Starting with the line containing "task: trace the outline of the clear sky" and continuing through the end of the items, rewrite those lines as a JSON list of strings, one string per line, leaving out blank lines.

* start *

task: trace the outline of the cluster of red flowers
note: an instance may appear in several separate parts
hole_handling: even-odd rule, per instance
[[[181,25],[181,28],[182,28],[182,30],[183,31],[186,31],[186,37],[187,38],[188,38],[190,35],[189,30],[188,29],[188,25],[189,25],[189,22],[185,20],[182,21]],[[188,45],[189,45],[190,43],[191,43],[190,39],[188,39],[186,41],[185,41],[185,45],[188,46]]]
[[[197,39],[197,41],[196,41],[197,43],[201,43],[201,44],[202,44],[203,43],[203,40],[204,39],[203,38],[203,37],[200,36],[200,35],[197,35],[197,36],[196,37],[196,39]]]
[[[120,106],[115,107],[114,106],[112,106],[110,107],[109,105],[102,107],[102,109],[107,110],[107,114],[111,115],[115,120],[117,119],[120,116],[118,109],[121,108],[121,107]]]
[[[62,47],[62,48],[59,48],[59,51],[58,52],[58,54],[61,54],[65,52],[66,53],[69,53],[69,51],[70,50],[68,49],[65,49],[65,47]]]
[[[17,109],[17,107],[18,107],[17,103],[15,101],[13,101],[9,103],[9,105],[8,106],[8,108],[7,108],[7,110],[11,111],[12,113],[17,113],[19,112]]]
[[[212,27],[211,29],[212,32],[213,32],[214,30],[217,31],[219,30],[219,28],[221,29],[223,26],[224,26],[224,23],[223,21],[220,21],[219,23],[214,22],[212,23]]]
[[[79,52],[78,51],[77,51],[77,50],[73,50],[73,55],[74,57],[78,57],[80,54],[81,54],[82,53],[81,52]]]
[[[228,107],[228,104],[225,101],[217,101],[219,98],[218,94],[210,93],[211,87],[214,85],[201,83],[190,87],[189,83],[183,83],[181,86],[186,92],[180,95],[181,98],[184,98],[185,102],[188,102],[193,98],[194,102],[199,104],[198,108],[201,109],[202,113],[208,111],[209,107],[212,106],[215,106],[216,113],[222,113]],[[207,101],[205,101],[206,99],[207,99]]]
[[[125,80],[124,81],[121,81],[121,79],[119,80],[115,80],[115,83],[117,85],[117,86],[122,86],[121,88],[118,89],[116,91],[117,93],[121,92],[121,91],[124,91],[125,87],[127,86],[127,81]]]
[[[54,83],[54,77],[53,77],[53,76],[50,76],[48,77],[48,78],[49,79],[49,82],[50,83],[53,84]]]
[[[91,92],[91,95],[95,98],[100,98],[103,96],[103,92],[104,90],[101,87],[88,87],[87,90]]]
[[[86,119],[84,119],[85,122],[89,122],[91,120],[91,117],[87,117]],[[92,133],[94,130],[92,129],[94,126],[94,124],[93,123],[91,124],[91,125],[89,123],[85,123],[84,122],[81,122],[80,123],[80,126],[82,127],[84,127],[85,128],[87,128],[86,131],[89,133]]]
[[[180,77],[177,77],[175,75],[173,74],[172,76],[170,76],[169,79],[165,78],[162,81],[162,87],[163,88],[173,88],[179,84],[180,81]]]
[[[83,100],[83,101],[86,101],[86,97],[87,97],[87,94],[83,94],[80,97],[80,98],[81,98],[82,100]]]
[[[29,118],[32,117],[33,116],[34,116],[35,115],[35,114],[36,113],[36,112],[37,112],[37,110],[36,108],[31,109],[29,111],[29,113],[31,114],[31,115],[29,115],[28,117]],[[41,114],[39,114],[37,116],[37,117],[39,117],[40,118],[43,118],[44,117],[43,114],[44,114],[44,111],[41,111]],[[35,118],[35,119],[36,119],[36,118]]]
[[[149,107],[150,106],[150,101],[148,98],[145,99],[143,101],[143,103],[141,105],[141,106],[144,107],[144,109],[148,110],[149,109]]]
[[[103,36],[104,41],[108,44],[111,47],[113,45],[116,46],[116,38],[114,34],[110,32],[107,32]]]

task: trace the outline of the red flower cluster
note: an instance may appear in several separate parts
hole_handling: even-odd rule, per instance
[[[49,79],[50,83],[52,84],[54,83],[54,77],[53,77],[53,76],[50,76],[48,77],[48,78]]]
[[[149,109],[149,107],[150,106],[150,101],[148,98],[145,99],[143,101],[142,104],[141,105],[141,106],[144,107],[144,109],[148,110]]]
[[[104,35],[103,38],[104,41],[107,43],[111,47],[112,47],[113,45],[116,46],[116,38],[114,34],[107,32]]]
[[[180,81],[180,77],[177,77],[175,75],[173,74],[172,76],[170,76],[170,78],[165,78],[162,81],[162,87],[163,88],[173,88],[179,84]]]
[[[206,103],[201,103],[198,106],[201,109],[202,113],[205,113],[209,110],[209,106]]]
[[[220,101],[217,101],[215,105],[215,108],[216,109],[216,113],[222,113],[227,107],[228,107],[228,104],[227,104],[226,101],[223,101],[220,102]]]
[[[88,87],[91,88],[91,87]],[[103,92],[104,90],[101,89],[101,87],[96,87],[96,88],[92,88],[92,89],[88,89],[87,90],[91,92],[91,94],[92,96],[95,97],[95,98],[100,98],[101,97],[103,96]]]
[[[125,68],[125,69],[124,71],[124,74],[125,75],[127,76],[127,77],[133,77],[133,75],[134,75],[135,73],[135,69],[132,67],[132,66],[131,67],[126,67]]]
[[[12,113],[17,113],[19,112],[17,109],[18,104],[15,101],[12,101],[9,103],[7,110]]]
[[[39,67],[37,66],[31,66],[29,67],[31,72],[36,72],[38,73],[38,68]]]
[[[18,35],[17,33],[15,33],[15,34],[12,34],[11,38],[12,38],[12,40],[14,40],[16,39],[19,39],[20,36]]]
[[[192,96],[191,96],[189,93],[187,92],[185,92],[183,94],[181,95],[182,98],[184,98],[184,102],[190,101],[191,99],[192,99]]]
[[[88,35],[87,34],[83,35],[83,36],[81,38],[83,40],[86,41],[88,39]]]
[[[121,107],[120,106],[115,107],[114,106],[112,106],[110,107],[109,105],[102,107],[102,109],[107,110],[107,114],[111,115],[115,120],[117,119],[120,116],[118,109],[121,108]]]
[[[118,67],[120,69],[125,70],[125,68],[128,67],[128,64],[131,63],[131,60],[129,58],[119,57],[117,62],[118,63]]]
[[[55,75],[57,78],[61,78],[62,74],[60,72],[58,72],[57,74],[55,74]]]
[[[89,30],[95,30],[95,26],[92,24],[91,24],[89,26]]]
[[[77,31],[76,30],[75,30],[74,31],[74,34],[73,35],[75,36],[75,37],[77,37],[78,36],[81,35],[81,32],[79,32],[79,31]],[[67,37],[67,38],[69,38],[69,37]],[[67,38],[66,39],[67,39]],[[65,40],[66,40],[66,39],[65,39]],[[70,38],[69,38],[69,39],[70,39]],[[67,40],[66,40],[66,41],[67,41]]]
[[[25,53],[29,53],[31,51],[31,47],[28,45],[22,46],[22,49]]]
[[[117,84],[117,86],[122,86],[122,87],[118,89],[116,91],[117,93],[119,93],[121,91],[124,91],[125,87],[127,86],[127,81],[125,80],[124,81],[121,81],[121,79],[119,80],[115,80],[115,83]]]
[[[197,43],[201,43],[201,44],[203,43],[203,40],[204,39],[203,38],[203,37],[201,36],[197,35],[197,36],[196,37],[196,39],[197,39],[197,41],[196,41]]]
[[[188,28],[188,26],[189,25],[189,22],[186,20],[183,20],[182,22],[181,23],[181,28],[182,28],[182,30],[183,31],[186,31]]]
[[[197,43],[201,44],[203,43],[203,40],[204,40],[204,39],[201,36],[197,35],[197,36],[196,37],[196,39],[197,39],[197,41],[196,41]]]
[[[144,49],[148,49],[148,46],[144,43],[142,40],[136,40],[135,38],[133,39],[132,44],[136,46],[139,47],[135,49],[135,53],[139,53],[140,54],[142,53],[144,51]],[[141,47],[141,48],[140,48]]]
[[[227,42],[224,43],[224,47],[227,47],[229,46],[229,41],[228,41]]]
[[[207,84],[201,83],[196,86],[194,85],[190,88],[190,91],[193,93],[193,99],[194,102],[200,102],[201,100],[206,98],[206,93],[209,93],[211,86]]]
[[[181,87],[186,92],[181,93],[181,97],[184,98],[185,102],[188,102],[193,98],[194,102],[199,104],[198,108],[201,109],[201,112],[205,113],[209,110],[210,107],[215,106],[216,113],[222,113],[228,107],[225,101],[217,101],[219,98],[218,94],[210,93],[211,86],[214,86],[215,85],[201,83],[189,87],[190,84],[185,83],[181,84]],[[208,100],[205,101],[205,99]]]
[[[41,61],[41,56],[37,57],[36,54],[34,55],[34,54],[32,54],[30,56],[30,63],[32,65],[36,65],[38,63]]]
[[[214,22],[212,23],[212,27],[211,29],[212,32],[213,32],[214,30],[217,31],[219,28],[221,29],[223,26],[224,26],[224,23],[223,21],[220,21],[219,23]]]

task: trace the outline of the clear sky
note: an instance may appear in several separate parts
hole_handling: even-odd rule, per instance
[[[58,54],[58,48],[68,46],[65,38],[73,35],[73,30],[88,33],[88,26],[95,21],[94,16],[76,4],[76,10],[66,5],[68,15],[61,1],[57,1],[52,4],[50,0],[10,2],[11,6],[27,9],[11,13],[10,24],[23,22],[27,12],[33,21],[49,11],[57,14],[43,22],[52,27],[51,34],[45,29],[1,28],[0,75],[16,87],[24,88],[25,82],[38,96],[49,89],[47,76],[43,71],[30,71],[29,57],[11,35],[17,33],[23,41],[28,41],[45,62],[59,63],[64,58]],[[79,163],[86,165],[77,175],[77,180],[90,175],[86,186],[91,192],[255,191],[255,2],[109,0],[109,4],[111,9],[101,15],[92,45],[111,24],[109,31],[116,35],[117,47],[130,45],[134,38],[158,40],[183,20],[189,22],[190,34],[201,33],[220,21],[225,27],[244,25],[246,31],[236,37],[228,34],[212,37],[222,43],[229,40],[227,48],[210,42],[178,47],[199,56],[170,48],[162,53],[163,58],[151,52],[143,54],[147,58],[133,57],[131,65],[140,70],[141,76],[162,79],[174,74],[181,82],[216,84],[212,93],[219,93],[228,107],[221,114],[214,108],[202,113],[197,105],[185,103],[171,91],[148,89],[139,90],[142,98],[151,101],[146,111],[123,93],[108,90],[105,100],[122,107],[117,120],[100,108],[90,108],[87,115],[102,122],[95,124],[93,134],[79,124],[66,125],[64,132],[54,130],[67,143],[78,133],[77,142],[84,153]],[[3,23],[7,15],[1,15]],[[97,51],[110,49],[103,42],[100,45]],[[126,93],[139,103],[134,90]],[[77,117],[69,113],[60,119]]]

* end *

EXERCISE RESULT:
[
  "task: trace the outline of the clear sky",
  "note: an instance may appear in several separate parts",
  "hole_handling: even-odd rule, per instance",
  "[[[58,54],[58,48],[68,46],[65,38],[73,35],[73,30],[88,33],[88,26],[95,21],[94,16],[76,4],[76,10],[66,5],[68,15],[61,1],[57,1],[52,4],[50,0],[10,2],[11,6],[27,9],[11,13],[10,24],[23,22],[27,12],[33,21],[49,11],[57,14],[43,22],[52,27],[51,34],[45,29],[1,28],[0,75],[16,87],[24,88],[25,82],[38,96],[49,89],[47,76],[43,71],[30,71],[29,57],[11,35],[17,33],[23,41],[28,41],[45,62],[59,63],[64,58]],[[79,163],[86,165],[77,175],[77,180],[90,175],[86,186],[91,192],[255,191],[255,2],[109,0],[109,4],[111,9],[101,15],[92,45],[111,24],[109,31],[116,35],[117,47],[130,45],[134,38],[158,40],[183,20],[189,22],[190,34],[201,33],[220,21],[225,27],[244,25],[246,31],[236,37],[228,34],[212,37],[222,43],[229,40],[227,48],[210,42],[178,47],[199,56],[170,48],[162,53],[163,58],[151,52],[143,54],[147,58],[133,57],[131,65],[140,70],[141,76],[162,79],[174,74],[181,82],[216,84],[212,93],[219,93],[228,107],[221,114],[214,108],[202,113],[197,105],[185,103],[171,91],[148,89],[139,90],[142,98],[151,101],[146,111],[123,93],[108,90],[105,100],[122,107],[117,120],[100,108],[90,108],[87,115],[102,122],[95,124],[93,134],[79,124],[66,125],[64,132],[54,130],[67,143],[78,133],[77,142],[84,153]],[[3,23],[7,15],[1,15]],[[97,51],[110,49],[103,42],[100,45]],[[126,93],[139,103],[134,90]],[[77,117],[69,113],[60,119]]]"
]